### Task instructions
Report how many lines of the records below contain the string "strap", counting only matches in the same case. Give the number alone.

>> Start Dataset extract

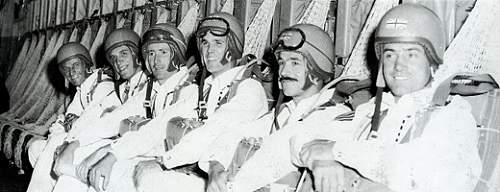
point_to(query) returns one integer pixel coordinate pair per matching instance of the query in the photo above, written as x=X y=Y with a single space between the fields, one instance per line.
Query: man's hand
x=84 y=167
x=63 y=159
x=316 y=150
x=328 y=176
x=100 y=174
x=217 y=177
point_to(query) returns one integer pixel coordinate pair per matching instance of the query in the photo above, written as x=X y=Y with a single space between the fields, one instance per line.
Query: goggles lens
x=157 y=35
x=290 y=39
x=216 y=26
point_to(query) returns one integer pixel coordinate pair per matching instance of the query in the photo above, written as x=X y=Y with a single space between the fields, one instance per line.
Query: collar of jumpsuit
x=162 y=91
x=134 y=84
x=292 y=112
x=219 y=87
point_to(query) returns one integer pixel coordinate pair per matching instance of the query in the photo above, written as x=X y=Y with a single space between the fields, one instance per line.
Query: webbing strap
x=465 y=84
x=202 y=108
x=147 y=101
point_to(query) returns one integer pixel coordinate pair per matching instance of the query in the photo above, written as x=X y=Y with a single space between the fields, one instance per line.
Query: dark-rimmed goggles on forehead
x=157 y=35
x=216 y=26
x=290 y=39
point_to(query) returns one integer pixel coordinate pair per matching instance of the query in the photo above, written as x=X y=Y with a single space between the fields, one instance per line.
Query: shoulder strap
x=147 y=101
x=193 y=70
x=202 y=105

>> End Dataset extract

### The response
2